→ Task to complete
Reproduce all of the records below line for line, without changing anything.

→ Task inputs

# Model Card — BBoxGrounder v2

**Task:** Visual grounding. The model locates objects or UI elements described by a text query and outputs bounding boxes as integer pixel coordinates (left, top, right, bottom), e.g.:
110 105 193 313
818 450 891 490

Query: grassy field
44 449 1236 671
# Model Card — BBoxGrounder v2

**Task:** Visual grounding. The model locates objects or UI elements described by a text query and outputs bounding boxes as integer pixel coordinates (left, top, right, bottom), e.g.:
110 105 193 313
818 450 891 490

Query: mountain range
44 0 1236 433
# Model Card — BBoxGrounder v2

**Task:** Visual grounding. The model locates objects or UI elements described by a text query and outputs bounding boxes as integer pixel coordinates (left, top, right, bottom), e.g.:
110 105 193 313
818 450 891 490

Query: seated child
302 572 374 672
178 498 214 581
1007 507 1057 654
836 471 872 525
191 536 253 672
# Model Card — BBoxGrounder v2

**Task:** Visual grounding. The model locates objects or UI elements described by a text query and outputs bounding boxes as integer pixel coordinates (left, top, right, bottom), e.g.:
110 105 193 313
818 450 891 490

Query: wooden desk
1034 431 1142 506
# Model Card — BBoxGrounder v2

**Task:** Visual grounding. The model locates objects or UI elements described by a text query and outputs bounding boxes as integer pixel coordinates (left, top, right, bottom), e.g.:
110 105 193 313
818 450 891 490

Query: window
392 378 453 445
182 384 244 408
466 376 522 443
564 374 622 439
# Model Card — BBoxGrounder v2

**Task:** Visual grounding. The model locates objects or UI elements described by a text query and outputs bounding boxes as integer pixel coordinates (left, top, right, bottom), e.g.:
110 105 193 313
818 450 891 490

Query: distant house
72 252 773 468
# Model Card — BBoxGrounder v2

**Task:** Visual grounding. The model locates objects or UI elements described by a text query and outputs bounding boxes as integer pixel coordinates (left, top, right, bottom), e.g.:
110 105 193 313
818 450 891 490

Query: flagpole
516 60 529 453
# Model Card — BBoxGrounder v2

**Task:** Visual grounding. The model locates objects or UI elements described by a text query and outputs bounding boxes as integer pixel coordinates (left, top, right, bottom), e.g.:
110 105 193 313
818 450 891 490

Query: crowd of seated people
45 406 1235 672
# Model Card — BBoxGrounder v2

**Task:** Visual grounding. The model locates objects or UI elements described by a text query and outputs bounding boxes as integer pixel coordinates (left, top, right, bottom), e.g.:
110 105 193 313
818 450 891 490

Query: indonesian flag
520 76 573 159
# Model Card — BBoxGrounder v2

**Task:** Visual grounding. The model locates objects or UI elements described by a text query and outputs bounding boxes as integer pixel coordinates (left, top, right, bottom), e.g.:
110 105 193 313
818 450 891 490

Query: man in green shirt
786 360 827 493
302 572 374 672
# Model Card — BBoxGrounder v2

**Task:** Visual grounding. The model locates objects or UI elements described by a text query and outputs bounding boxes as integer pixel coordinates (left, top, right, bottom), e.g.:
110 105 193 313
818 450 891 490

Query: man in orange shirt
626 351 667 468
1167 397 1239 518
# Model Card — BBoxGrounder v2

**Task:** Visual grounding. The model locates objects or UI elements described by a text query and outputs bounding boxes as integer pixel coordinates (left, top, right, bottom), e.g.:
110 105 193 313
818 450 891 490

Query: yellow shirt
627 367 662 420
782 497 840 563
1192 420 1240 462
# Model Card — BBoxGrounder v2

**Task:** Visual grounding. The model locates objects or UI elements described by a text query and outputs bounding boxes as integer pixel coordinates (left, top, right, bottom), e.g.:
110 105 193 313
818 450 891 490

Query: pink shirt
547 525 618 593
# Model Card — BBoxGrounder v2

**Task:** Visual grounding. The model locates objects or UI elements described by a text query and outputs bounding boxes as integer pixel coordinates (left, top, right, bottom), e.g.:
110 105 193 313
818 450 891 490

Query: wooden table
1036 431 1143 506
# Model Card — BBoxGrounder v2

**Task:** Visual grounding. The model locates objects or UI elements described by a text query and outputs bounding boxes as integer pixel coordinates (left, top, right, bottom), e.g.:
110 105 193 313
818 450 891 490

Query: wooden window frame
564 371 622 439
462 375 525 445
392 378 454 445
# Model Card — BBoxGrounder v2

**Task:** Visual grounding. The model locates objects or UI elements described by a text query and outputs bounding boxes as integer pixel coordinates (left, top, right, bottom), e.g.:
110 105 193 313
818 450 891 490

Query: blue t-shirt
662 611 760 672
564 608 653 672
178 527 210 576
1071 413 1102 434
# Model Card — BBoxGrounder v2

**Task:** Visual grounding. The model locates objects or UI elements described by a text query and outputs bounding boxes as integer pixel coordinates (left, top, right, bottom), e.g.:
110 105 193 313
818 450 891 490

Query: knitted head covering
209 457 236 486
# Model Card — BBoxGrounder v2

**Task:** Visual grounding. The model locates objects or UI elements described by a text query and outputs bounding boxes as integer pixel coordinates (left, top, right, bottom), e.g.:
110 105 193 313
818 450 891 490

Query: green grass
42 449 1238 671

→ Output for this exercise
# Model Card — BBoxGrounder v2

**Task:** Visual grounding. The model locates objects or UI elements described by a text query and outputs bounding boxes as integer pixel coordinates (left, top, right, bottom), e.g.:
110 105 193 313
818 450 891 490

Query: grassy field
44 449 1236 671
# Model Card — BBoxGrounder v2

**Task:** Visual grounding. The model locates objects or UI elements described by a text query and outputs bounding boxes as integer pixel coordinates (left, top, right, bottom), e.g.:
110 105 193 313
818 450 891 490

Query: mountain range
44 0 1236 433
# Model Card — BBoxGrounder v2

**Task:** Visual grounding. The model locates objects or UI elements described by a text query and outputs bounding boxes as integer pixel coordinates (left, top, right, bottom), e.g.:
110 105 193 313
818 450 891 490

Query: seated child
302 572 374 672
178 498 214 581
1007 507 1057 654
836 471 872 525
191 536 253 672
# Model Card — BBoxGrounder v2

**Task:** Visual grounding. The model locates objects or UI elements described by a text query and outputs bounding boxes as integer pixel coordinates (left, top, right, bottom), e.g.:
110 105 193 313
818 450 891 490

Query: wooden desk
1034 431 1142 506
# Model Card — BBoxGrounder v2

**Task:** Visual grounding. The model locates objects or UI elements described by a text query and outputs bounding boxes as integer pixel coordinates (left, top, right, bottom), e.g.:
110 105 193 313
818 450 891 490

Query: window
392 378 453 445
182 384 244 408
466 376 522 443
564 374 622 439
# Model Card — BBoxGrounder v2

**Task:** Visual grounding. The model locates objects or UI elements described by a text query and outputs bounding boxes as integer pixel coordinates (left, top, right, bottom), e.g.:
110 105 193 313
818 450 891 490

Query: distant house
72 252 773 468
# Model Card — BBoxGrounder v2

**Task:** Visual grounding. The model locates objects or UI elements described by a text query and outputs bounding boxes as integer pixel coordinates (left, top, right, bottom), e.g.:
110 105 193 313
818 450 891 490

Query: flagpole
516 60 529 453
# Model Card — BBoxGrounder v2

**Task:** Visual grounding. The model locates objects or UI elements described by a text query and outputs bounding boxes as integer pixel coordinates (left, top, right, bottom), e.g.:
110 105 193 313
818 450 891 490

Query: crowd of seated people
45 406 1235 672
# Model Card — BBoxGrounder v2

**Task:** Visual grounding. The model locates objects or UI elements described by a text query and outputs bounding boxes as integer pixel coordinates (left, top, right, bottom), e.g.:
110 105 193 313
818 450 891 490

Query: indonesian flag
520 76 573 159
# Model Card — BBoxGrounder v2

**Task:** Visual grounding. The model locates objects or UI elements described by a text query and outputs bounding boxes as integer pixel coordinates (left, top, right, bottom), e.g.:
110 105 193 313
818 450 891 490

Query: man in green shirt
786 360 827 493
302 572 374 672
# Model Card — BBoxGrounder v2

**Task:** Visual grounding. The model locates objects or UI elements described by a text query and outputs bounding boxes as integer pixel coordinates (left, top, right, bottom), e.g.:
110 105 193 313
818 450 891 490

Query: man in orange shirt
626 351 667 468
1167 397 1239 518
# Model Card — BBoxGrounder v2

**Task:** Visual grounding. The model locates objects or UI elements described by a text query and outputs bounding boxes as integer pixel coordinates (left, top, right, bottom), e.g.:
110 105 193 313
818 450 891 490

Query: yellow shirt
627 367 662 420
782 497 840 563
1192 420 1240 462
# Model Card — BBoxGrounder v2

**Task:** Visual grounding. The model locates objects or UI elements described by a text query and outputs bounding boxes as integer pixel coordinates (left, top, right, bottom), e.g.:
110 105 193 313
818 450 891 490

Query: pink shirt
547 525 618 593
# Model Card — BBoxGrounder v2

**Task:** Visual grounding. The model locates objects or UI elements described by a text query and outputs bounding boxes as integer pixel coordinates (left, top, right, bottom), e.g.:
110 105 193 313
818 450 891 490

Query: wooden table
1036 431 1143 506
# Model Card — BBoxGrounder v2

**Task:** Visual grounding. The model locates objects or UI elements described by a text query and outputs bounding boxes as integer pixel coordinates (left, top, right, bottom), e.g.:
110 105 193 313
818 450 891 490

Query: wooden window frame
564 371 622 439
462 375 525 445
392 378 454 445
# Model Card — BBoxGrounder v2

**Task:** Visual grounding. The model locates objects or UI elements described by a text query and outputs bounding boxes as integer pixel coordinates (left, top, right, bottom), e.g.:
110 105 193 313
818 450 891 490

Query: blue t-shirt
662 611 760 672
564 608 653 672
178 527 210 576
1071 413 1102 434
# Model Card — BBoxGrounder v2

**Task:** Visual grounding. The model locates objects or UI elements described by a text query and outputs bounding boxes as integer pixel coordinates (left, top, right, bottom), e.g.:
110 105 193 313
818 450 891 490

Query: knitted head covering
209 457 236 486
# Model Card — BBoxGrounder v2

**Task:** Visual grounding. The model locates objects or UI elements described by a text query and outputs bounding boxes as integer pixel coordinates (left, top, right, bottom), e.g.:
110 105 193 313
818 450 891 490

Query: green grass
42 449 1238 671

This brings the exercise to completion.